■ Activities
a: Answer these questions using the text on the 2020 Global Opportunity Index:
(i) Which institute produced the index?
(ii) Whose IPO delays do the report's authors cite?
(iii) What global rank did the study give the UAE, and out of how many countries?
b: Carry the text on the 2020 Global Opportunity Index forward from its last sentence.

■ Text shown
= = = = = = =
The 2020 Global Opportunity Index produced by the Miliken Institute, considers the economic and financial factors that influence foreign investment activities, as well as legal and regulatory policies governments use to attract external funds.

The report highlighted 2020 as an important year for Gulf economies given Dubai's Expo 2020 and Saudi Arabia's presidency of the G20. It also said significant progress has been made in terms of recent reforms, highlighting the inclusion of Kuwait, Qatar, Saudi Arabia, and the UAE in leading emerging market indices.

“This trend will help spotlight the region to global investors and funds,” the report's authors, Claude Lopez and Joseph Bendix, said.

“However, the inclusion in these global indices means extra scrutiny from investors and new challenges … especially information disclosure. The delays in Aramco’s IPO illustrate the importance of these components when dealing with international investors.”

The study ranked the UAE as the most-investor friendly of the six Gulf nations, and the 26th most attractive out of 146 countries globally. Saudi Arabia was ranked as the least investor-friendly of the six Gulf states but was still 66th overall globally.

It argued that Gulf nations rank alongside upper-middle income countries in terms of factors such as the cost of starting a business, labour and tax regulation, the efficiency of the legal system and access to financial services, but highlights several areas that need strengthening.
= = = = = = =
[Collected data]
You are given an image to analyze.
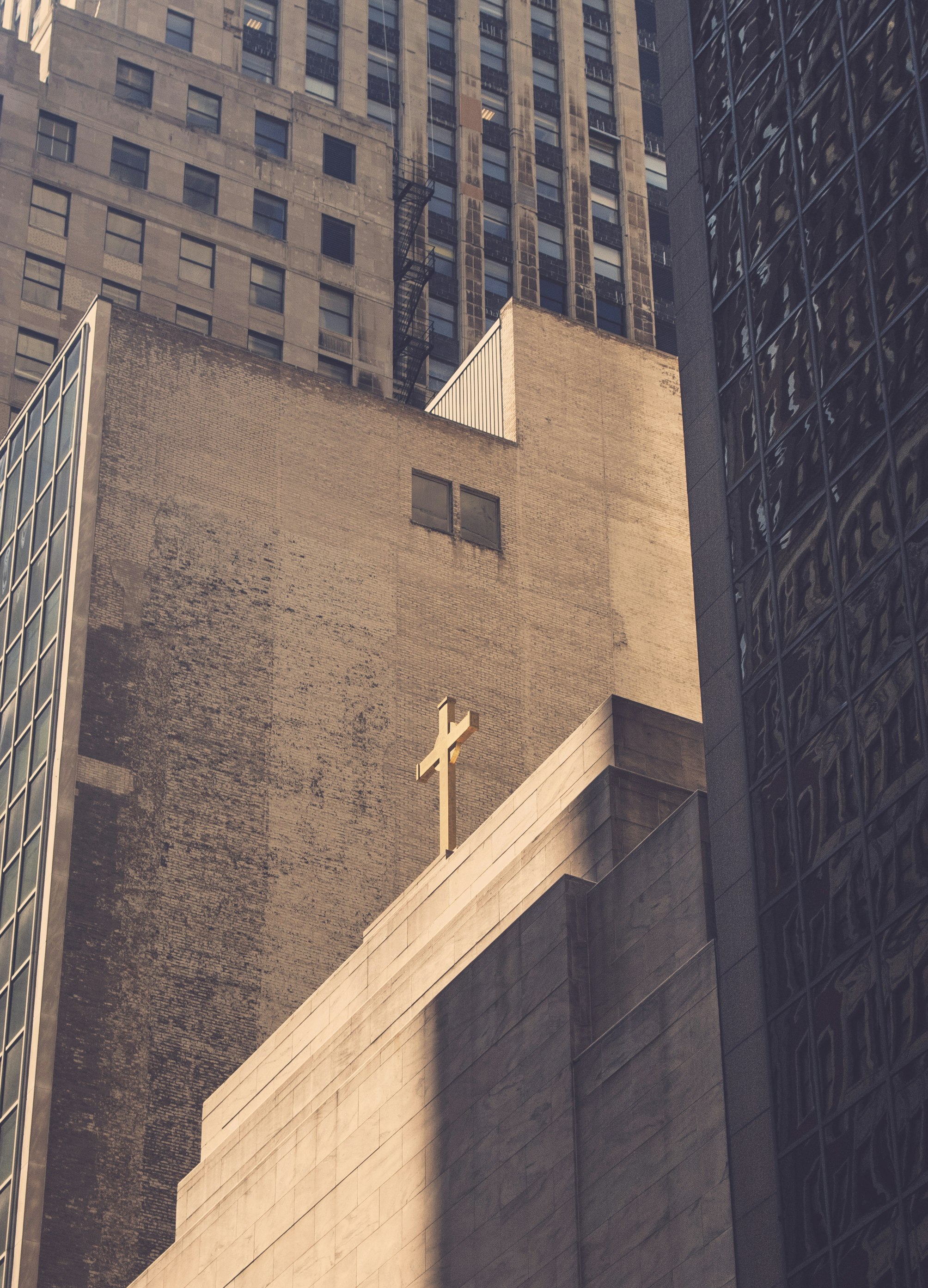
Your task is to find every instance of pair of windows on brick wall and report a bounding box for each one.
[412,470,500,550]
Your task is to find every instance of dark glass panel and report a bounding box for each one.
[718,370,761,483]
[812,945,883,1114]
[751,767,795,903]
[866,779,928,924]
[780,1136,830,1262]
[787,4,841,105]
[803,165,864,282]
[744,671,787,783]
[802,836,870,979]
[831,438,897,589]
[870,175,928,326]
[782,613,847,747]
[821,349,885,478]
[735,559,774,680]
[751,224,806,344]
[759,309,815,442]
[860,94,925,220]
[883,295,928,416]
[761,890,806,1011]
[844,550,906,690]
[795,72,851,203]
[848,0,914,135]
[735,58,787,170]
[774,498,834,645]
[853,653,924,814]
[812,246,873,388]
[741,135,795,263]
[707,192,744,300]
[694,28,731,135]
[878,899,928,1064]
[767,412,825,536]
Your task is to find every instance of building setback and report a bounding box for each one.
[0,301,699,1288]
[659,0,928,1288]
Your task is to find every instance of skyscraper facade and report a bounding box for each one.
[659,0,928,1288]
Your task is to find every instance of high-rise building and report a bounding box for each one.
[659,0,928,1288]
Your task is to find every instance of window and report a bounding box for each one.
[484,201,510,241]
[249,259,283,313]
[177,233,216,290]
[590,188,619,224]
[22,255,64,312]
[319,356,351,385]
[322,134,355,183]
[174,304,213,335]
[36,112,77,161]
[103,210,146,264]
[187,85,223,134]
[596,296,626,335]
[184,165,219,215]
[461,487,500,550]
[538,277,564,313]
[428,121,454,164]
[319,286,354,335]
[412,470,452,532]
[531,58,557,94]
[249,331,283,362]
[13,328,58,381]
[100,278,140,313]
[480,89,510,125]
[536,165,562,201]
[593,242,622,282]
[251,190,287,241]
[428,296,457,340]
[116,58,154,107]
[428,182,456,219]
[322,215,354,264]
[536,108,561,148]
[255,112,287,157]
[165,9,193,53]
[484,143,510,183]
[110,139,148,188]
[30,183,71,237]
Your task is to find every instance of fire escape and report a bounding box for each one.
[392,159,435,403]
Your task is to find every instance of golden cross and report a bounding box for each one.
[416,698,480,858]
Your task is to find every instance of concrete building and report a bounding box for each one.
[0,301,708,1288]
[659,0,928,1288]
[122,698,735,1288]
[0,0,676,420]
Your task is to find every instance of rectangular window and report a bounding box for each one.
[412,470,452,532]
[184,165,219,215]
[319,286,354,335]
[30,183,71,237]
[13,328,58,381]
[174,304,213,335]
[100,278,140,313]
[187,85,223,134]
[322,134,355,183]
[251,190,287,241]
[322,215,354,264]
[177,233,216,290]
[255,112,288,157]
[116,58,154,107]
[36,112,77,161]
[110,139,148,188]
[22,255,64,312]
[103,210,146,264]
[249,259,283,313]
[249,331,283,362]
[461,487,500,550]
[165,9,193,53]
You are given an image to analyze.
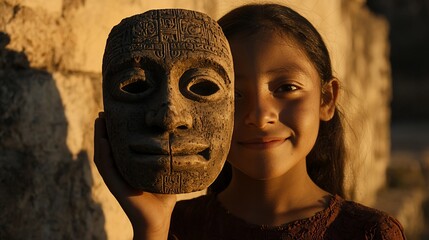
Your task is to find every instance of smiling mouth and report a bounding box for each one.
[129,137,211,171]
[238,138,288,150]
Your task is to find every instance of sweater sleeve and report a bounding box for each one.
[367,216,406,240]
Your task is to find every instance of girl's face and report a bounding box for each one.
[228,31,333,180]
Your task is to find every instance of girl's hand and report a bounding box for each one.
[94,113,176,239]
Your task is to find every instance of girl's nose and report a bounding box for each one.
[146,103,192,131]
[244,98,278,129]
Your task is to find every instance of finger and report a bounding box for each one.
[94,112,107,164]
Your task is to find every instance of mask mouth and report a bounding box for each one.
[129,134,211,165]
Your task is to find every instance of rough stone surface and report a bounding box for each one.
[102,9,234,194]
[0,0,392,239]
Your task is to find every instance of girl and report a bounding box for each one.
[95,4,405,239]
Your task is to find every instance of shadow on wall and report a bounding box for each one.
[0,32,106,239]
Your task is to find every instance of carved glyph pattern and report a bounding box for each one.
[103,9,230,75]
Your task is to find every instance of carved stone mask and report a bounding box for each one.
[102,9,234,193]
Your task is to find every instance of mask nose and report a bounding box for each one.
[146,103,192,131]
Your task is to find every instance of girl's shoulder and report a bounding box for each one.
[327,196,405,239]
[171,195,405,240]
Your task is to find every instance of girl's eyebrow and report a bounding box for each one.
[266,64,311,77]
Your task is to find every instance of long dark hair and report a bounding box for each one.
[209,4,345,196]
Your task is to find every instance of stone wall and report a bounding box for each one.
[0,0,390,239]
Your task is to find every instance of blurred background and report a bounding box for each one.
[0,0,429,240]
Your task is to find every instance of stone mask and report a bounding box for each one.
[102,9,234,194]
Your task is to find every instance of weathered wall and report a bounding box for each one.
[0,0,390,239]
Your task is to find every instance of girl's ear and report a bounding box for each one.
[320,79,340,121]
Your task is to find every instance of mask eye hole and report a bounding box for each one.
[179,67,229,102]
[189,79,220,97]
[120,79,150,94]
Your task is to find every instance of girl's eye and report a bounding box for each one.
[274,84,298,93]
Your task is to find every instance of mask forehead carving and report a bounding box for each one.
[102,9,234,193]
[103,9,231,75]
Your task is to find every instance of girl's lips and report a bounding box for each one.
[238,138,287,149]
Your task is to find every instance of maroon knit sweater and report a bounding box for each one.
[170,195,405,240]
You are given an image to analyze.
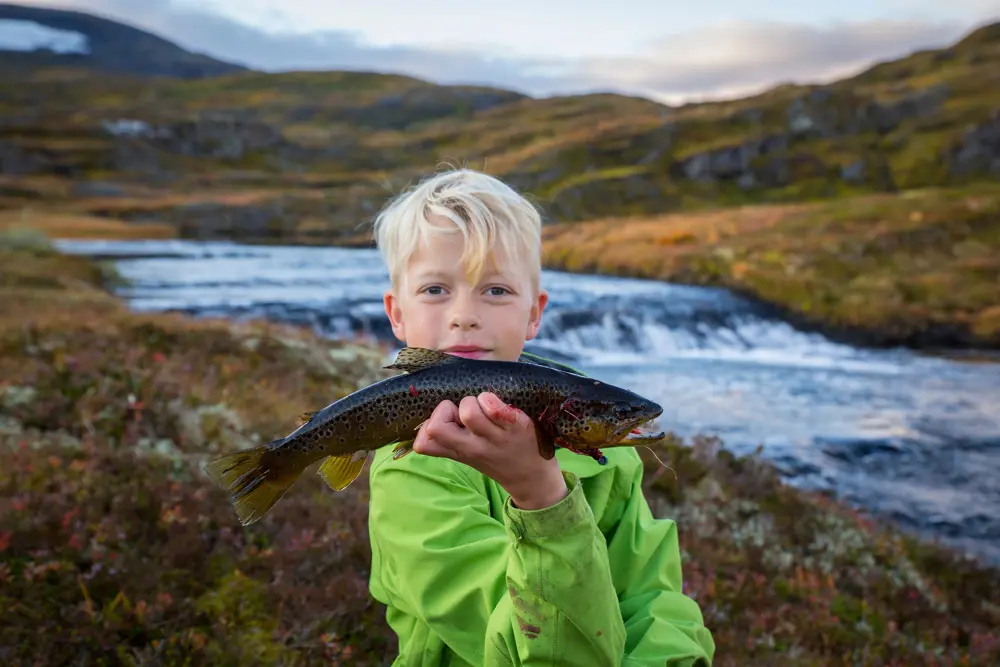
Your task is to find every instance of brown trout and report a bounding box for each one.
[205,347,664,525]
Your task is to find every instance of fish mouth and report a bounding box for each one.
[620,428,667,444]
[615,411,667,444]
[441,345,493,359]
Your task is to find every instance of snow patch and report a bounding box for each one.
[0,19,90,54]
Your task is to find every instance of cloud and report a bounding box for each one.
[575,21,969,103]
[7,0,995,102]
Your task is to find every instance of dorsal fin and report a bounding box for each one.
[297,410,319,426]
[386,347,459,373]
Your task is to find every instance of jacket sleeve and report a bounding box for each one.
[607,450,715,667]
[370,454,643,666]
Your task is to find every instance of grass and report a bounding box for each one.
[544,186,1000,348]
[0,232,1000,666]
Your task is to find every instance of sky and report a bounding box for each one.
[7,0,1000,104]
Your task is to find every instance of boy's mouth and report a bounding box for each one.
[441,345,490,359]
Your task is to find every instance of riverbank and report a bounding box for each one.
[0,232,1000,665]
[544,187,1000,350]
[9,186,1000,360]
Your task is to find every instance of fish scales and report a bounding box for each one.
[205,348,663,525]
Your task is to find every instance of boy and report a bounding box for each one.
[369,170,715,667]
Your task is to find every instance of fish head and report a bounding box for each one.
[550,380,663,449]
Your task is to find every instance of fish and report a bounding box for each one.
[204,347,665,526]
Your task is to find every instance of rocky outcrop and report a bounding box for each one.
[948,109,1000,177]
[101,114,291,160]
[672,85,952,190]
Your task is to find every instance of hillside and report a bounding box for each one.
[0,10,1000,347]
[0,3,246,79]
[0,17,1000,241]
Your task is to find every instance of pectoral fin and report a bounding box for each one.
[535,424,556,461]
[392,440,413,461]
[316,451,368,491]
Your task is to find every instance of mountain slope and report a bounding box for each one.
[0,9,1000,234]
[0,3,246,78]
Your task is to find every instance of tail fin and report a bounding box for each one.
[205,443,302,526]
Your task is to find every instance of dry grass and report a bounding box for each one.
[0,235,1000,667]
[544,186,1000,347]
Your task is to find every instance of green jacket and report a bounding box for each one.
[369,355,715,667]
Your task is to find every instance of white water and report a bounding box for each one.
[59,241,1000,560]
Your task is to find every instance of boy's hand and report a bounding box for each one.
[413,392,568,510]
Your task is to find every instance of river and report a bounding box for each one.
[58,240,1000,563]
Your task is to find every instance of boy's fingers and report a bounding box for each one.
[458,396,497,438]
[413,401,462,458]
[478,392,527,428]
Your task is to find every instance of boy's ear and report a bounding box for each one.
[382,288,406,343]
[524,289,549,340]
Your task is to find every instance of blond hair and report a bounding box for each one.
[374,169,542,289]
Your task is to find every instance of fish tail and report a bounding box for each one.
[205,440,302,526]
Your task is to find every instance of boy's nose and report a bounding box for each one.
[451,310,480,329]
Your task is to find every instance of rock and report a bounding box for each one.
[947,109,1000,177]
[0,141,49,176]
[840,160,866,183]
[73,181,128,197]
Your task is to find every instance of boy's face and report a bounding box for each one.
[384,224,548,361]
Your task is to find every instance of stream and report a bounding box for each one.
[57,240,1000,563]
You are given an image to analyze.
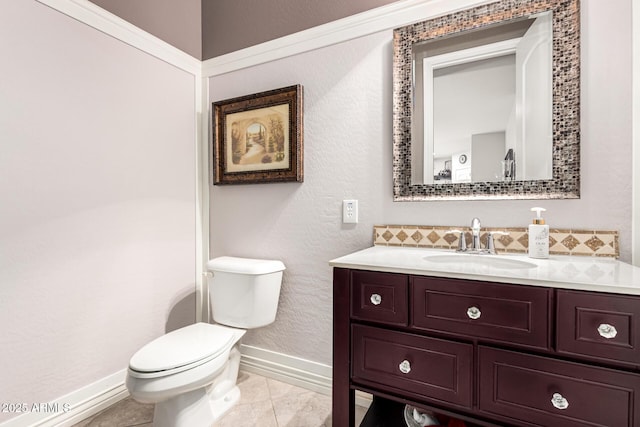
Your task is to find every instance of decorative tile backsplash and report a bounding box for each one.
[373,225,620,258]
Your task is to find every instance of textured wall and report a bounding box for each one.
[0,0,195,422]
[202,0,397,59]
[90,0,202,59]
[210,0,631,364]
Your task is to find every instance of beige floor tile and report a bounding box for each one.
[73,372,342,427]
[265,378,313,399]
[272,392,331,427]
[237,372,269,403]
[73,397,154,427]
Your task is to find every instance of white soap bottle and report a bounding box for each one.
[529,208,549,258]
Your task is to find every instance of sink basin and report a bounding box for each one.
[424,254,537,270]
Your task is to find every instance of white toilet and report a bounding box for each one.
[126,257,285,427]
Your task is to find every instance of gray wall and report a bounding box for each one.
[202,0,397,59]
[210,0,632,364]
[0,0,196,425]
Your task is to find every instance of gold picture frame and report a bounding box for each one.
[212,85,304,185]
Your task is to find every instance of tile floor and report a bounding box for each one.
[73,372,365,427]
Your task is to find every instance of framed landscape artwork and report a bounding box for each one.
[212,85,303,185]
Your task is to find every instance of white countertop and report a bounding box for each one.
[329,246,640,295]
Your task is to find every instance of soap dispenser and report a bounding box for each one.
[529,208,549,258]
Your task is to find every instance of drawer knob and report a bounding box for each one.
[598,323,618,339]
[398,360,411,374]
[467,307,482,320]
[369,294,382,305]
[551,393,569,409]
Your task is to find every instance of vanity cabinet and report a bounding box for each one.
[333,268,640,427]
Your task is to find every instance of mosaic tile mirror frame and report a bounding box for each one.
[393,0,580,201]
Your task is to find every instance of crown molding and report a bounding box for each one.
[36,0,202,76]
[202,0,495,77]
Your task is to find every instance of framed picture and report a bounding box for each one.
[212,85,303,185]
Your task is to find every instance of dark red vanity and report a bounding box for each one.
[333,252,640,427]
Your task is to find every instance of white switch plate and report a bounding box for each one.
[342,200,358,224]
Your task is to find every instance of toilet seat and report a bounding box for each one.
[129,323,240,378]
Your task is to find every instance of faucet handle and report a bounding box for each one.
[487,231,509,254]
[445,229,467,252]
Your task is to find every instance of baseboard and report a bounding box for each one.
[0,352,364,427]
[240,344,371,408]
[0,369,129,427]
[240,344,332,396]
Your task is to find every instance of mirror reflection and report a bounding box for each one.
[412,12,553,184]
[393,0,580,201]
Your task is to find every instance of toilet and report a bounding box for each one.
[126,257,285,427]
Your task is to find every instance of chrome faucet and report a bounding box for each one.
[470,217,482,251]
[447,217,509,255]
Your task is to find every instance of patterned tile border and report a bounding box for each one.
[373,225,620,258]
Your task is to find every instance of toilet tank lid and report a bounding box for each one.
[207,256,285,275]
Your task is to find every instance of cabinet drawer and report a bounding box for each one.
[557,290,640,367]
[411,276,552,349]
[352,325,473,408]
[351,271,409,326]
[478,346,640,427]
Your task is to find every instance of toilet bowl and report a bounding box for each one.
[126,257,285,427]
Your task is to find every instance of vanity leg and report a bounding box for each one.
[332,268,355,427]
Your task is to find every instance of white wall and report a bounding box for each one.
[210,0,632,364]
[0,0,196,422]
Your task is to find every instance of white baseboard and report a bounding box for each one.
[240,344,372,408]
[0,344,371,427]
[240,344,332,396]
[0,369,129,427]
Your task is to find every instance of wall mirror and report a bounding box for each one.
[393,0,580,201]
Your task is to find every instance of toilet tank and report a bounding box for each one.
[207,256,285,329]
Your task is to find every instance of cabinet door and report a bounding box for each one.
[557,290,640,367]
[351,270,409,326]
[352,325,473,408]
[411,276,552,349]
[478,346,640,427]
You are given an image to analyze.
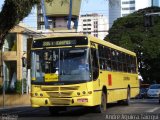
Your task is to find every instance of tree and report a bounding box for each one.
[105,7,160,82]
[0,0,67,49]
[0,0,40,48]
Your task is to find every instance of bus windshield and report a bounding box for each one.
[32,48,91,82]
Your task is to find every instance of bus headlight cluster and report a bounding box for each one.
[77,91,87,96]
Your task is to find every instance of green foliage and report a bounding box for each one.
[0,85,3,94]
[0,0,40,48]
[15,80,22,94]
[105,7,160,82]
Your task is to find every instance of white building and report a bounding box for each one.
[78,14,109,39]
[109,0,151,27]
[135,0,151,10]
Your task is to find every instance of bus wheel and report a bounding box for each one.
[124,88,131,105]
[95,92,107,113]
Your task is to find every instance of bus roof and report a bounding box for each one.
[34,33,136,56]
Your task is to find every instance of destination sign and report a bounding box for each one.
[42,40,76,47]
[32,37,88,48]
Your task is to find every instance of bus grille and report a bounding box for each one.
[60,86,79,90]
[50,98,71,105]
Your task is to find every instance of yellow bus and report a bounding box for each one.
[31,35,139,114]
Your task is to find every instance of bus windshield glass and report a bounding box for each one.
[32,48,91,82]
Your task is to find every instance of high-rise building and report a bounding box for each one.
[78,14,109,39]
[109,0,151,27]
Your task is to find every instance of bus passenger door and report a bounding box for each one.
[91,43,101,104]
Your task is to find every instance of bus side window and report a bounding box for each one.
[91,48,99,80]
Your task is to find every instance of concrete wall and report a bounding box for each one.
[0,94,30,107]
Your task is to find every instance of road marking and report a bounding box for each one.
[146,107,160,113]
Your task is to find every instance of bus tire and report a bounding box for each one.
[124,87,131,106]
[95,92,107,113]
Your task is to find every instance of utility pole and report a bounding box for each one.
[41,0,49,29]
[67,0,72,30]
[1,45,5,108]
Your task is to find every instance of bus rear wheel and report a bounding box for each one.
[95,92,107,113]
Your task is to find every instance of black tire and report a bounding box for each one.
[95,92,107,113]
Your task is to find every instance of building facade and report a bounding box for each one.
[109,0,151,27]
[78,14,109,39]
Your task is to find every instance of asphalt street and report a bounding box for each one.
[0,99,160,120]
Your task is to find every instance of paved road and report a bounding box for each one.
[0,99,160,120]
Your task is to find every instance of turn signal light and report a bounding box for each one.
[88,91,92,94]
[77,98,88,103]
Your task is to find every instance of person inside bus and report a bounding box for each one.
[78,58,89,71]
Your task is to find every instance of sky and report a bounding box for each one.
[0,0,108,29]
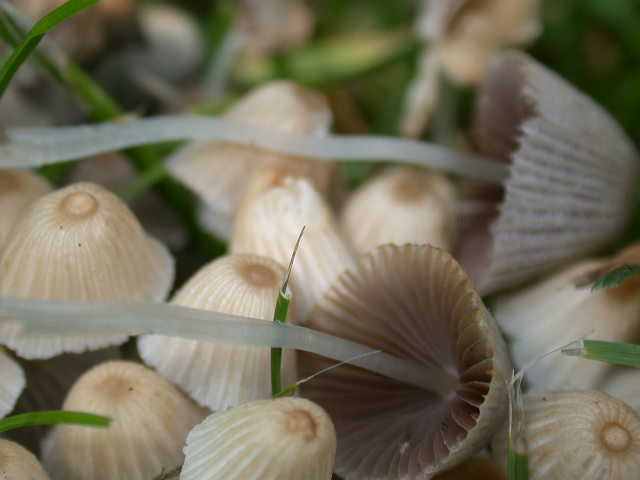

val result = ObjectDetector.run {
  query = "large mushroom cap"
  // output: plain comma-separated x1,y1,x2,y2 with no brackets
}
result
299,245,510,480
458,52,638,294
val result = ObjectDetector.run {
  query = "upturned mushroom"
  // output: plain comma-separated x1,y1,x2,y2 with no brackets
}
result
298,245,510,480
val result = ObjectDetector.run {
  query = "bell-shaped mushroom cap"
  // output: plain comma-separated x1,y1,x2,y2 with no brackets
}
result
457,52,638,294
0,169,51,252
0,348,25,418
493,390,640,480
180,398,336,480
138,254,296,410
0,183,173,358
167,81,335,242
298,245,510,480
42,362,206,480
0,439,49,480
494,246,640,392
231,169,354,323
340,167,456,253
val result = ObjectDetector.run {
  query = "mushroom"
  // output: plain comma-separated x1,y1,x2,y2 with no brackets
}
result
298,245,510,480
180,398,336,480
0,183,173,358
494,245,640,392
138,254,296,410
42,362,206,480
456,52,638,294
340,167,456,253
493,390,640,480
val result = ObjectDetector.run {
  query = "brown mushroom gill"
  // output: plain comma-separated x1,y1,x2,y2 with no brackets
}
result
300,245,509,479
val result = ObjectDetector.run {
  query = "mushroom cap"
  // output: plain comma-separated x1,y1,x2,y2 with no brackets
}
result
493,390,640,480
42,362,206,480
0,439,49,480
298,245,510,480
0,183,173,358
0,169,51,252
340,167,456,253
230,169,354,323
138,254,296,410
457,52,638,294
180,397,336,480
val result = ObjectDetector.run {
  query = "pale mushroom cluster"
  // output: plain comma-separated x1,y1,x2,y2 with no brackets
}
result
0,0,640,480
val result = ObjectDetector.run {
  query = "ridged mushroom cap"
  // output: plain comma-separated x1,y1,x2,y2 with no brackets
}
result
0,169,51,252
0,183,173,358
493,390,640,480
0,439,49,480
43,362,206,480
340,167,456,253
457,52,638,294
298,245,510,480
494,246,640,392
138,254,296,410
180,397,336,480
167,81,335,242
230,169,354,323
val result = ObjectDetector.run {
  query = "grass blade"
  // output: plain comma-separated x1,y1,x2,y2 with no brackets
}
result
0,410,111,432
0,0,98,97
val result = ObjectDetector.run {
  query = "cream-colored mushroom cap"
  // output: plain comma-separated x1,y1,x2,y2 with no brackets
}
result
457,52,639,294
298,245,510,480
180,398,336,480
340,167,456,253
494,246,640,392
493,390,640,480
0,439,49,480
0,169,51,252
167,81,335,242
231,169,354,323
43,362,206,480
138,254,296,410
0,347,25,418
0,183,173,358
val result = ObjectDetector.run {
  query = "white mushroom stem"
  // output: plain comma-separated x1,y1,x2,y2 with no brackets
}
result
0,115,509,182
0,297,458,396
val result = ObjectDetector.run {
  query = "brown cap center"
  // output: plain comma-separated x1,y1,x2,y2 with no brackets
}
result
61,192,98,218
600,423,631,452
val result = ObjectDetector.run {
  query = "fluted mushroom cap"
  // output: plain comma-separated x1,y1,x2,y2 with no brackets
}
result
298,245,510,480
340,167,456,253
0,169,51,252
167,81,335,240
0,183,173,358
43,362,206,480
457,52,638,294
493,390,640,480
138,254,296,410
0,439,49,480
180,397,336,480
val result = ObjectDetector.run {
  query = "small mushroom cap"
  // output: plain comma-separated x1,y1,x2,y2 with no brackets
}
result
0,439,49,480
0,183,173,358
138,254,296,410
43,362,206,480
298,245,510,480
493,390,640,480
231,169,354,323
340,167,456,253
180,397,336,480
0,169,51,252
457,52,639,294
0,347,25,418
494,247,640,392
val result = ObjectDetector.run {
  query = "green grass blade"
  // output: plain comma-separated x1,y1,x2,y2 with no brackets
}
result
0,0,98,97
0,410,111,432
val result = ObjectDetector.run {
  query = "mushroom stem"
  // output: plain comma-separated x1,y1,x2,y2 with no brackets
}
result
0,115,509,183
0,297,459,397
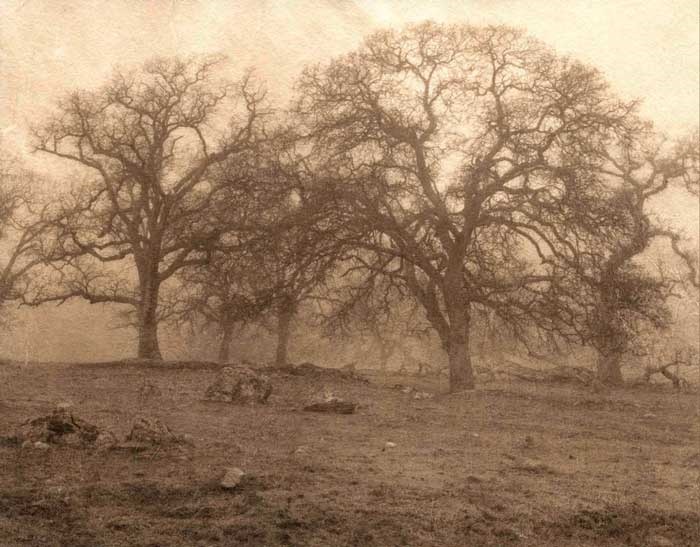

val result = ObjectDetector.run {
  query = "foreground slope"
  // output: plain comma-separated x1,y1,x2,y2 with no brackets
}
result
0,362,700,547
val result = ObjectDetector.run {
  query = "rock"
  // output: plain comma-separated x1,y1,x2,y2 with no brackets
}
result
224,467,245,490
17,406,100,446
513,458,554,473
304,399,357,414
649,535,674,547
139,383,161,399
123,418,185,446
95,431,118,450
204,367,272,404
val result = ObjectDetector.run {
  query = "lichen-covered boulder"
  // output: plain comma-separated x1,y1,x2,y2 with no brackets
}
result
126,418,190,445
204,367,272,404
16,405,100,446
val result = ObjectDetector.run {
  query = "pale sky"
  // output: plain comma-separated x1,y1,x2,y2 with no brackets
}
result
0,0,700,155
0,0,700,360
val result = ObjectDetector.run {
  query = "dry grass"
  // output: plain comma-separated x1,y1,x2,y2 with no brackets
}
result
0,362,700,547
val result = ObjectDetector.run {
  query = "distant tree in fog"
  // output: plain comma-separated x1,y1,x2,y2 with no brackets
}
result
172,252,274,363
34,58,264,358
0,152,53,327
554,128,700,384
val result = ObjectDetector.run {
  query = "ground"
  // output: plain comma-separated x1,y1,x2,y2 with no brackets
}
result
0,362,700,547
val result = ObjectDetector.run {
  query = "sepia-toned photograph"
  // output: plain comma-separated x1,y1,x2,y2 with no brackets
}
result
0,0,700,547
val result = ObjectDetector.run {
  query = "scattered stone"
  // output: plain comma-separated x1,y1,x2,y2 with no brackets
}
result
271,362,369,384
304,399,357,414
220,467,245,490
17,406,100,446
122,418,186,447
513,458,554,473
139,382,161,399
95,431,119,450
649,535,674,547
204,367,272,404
= = = = = = =
■ Answers below
a:
(i) The Miliken Institute.
(ii) Aramco's.
(iii) 26th out of 146 countries.

b:
Investor protection is one of the most important of these, it said, particularly the "recovery and resolution process", which covers factors such as the cost and time involved in enforcing contracts and in resolving the insolvency process.

Many Gulf states have only recently established bankruptcy laws, and these remain largely untested in terms of working through major bankruptcies.

The UAE's bankruptcy law was introduced in 2016 and a personal insolvency law passed late last year is set to come into force this month.

Transparency was the other major area where improvement is required in areas such as budget transparency, the depth of credit information, conflict of interest rules and reported incidences of corruption.

Other areas that could help to sway investment include the development of workforce talent, including the level of qualifications and diversity of the workforce, and general economic openness, measured through factors such as bilateral trade agreements, general tariff rates and treaties with investment provisions.